### Aim of the task
Write out the data below in full. Keep it exact.

— BEGIN Records to process —

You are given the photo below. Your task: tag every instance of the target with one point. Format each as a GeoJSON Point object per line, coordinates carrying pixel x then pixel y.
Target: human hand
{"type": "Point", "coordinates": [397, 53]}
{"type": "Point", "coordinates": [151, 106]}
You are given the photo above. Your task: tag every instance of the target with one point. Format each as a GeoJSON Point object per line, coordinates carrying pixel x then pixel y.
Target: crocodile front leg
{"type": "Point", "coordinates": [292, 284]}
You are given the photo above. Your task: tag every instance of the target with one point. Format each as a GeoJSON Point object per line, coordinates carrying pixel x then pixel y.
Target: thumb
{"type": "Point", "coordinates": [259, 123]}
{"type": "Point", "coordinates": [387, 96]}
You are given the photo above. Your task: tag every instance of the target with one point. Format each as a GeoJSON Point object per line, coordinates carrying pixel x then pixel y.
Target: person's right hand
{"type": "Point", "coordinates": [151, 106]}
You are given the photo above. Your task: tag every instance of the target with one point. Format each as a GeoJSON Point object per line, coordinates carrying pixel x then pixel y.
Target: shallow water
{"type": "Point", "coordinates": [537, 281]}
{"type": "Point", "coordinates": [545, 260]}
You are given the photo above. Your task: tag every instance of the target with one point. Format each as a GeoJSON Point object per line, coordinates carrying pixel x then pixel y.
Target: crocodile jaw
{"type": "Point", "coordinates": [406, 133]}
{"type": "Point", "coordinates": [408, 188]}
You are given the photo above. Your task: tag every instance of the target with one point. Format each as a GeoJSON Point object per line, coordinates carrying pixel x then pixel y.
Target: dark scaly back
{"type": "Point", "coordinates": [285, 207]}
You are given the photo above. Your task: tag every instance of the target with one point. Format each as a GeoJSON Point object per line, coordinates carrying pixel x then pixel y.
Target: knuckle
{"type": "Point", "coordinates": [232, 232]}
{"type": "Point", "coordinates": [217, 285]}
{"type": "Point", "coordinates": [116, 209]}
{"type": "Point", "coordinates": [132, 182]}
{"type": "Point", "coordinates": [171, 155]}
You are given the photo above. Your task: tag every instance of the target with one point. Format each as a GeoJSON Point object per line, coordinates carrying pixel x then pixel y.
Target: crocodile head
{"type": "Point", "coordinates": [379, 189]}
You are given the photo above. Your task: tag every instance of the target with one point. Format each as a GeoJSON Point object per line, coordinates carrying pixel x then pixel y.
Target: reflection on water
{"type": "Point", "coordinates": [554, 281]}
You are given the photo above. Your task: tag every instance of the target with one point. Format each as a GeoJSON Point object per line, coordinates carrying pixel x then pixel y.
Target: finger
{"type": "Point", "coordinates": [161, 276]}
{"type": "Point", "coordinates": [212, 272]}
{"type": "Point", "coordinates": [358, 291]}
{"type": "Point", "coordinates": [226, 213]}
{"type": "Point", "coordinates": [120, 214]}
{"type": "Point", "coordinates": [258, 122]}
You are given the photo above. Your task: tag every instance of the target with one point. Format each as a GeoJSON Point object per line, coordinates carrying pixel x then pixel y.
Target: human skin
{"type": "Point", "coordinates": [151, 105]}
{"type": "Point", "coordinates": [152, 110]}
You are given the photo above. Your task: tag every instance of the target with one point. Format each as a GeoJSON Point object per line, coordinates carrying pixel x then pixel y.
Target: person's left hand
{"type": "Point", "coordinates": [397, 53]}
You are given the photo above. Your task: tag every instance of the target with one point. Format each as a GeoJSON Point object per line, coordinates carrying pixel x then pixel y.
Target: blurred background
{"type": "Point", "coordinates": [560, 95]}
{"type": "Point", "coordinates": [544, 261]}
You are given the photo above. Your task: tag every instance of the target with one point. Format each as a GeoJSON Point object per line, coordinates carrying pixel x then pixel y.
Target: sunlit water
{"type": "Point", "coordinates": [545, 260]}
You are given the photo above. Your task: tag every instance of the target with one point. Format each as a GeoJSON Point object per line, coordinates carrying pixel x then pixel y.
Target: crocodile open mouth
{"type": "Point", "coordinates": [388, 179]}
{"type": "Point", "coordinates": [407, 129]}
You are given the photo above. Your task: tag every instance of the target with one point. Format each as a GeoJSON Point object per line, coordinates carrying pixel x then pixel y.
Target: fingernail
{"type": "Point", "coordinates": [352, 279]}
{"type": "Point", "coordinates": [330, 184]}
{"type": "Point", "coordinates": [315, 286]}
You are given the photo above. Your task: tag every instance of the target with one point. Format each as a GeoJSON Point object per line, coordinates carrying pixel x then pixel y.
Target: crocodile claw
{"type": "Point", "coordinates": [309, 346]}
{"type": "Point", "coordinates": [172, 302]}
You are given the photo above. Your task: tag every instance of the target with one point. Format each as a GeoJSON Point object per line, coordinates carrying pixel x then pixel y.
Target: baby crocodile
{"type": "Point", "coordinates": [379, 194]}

— END Records to process —

### Task output
You are given the photo below. Your task: tag every instance of the target with one point. Format each as a GeoJSON Point object per line, coordinates carrying pixel x then pixel y.
Target: human hand
{"type": "Point", "coordinates": [397, 53]}
{"type": "Point", "coordinates": [151, 106]}
You are given the photo above. Your task: tag every instance of the target with one point. Format each as a GeoJSON Point object per line, coordinates carrying pixel x then pixel y.
Target: crocodile front leg
{"type": "Point", "coordinates": [292, 284]}
You are given the photo above. Your task: tag every instance of the target with one point. Format each as a GeoJSON Point object per line, coordinates carrying pixel x then pixel y.
Target: thumb
{"type": "Point", "coordinates": [259, 123]}
{"type": "Point", "coordinates": [387, 96]}
You are given the photo above. Your task: tag every instance of the target with one point. Format each as a GeoJSON Point object per line, coordinates carrying pixel x then pixel y.
Target: person's right hand
{"type": "Point", "coordinates": [151, 106]}
You are given the photo above. Your task: tag every instance of the target with one point. Format each as a GeoJSON Point object per line, coordinates carrying pixel x then pixel y.
Target: shallow water
{"type": "Point", "coordinates": [537, 281]}
{"type": "Point", "coordinates": [545, 260]}
You are given the photo above. Your task: tag every instance of the target with one point. Format each as a GeoJSON Point object per line, coordinates carrying pixel x then pixel y.
Target: crocodile jaw
{"type": "Point", "coordinates": [406, 133]}
{"type": "Point", "coordinates": [408, 188]}
You are given the photo above. Your task: tag every instance of the target with one point. Format each as a GeoJSON Point object per line, coordinates carrying pixel x then pixel y.
Target: dark scaly back
{"type": "Point", "coordinates": [285, 207]}
You are given the photo above. Your task: tag every instance of the target with one point. Format each as a GeoJSON Point object per line, coordinates carrying pixel x then pixel y.
Target: knuckle
{"type": "Point", "coordinates": [232, 232]}
{"type": "Point", "coordinates": [217, 285]}
{"type": "Point", "coordinates": [116, 209]}
{"type": "Point", "coordinates": [132, 182]}
{"type": "Point", "coordinates": [171, 155]}
You are given the photo above. Your task: tag every instance of the target with one point. Format each as a GeoJSON Point object per line, coordinates carrying pixel x then pixel y.
Target: crocodile head
{"type": "Point", "coordinates": [379, 189]}
You are given the photo above. Your task: tag every instance of the target with one point. Format each as a GeoJSON Point object per line, coordinates carrying pixel x then pixel y.
Target: reflection on water
{"type": "Point", "coordinates": [554, 281]}
You are given the photo above. Your task: tag every instance of the target with one point. Format each as a GeoJSON Point object per line, coordinates carrying pixel x then pixel y.
Target: finger
{"type": "Point", "coordinates": [161, 276]}
{"type": "Point", "coordinates": [212, 272]}
{"type": "Point", "coordinates": [358, 291]}
{"type": "Point", "coordinates": [226, 213]}
{"type": "Point", "coordinates": [120, 214]}
{"type": "Point", "coordinates": [258, 122]}
You are given the photo above. Your task: tag every instance of the target with one point. Format each as a GeoJSON Point object per line, coordinates carrying pixel x then pixel y.
Target: human skin
{"type": "Point", "coordinates": [151, 105]}
{"type": "Point", "coordinates": [152, 110]}
You are given the photo above. Your task: tag every instance of the target with one point. Format each as a GeoJSON Point object per line, coordinates carrying pixel x then pixel y.
Target: person's left hand
{"type": "Point", "coordinates": [397, 53]}
You are given the photo above. Your task: tag every instance of the target with one point. Format each as a GeoJSON Point object per line, coordinates carrying pixel x then pixel y.
Target: blurred background
{"type": "Point", "coordinates": [560, 95]}
{"type": "Point", "coordinates": [544, 261]}
You are given the photo above. Your task: tag every instance of the target with one point. Format each as a GeoJSON Point object per line, coordinates carrying pixel x then pixel y.
Target: sunlit water
{"type": "Point", "coordinates": [545, 260]}
You are given the photo above. Your task: tag every instance of the target with one point. Format each as a GeoJSON Point object per line, coordinates carrying pixel x then pixel y.
Target: crocodile open mouth
{"type": "Point", "coordinates": [388, 179]}
{"type": "Point", "coordinates": [407, 129]}
You are given the photo above. Your task: tag every instance of the target with one point. Format each as a GeoJSON Point object per line, coordinates carrying pixel x then pixel y.
Target: fingernail
{"type": "Point", "coordinates": [352, 279]}
{"type": "Point", "coordinates": [330, 184]}
{"type": "Point", "coordinates": [315, 286]}
You are given the photo above. Your task: tag every instance of the target with one point. Format each as a GeoJSON Point object per line, coordinates carrying pixel x then pixel y.
Target: crocodile claw
{"type": "Point", "coordinates": [309, 346]}
{"type": "Point", "coordinates": [172, 302]}
You are given the photo above. Your task: tag every instance of the target with one point. Format each as a GeoJSON Point object per line, coordinates carrying pixel x then pixel y.
Target: baby crocodile
{"type": "Point", "coordinates": [379, 194]}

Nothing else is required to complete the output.